* [Task objective]
Put each line of the material below into a Markdown table with two columns, Row and Text, numbering the lines in order and leaving out any blank ones.

* [Source material]
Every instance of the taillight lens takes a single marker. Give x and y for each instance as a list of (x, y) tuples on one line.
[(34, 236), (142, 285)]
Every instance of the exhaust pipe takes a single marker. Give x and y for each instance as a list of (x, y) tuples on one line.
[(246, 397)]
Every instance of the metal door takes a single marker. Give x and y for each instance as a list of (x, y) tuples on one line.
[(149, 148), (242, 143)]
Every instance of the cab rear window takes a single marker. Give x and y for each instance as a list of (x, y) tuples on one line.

* [Exercise output]
| Row | Text |
|---|---|
| 1 | Every instance of the taillight lens takes a single marker. Give x and y for each instance as a list of (x, y) tuples on one line. |
| 2 | [(34, 236), (142, 285)] |
| 3 | Every instance of the exhaust pipe takes a single marker. Give x and y for each instance as a list of (x, y) tuples on one line. |
| 4 | [(246, 397)] |
| 5 | Every instance of the metal door takes a single marker. Give x and y for each instance as a list of (x, y) tuples on one line. |
| 6 | [(149, 148), (242, 143)] |
| 7 | Every instance of the cab rear window takes a single marker. Give x and y for each instance as a list of (x, y) tuples on one line. |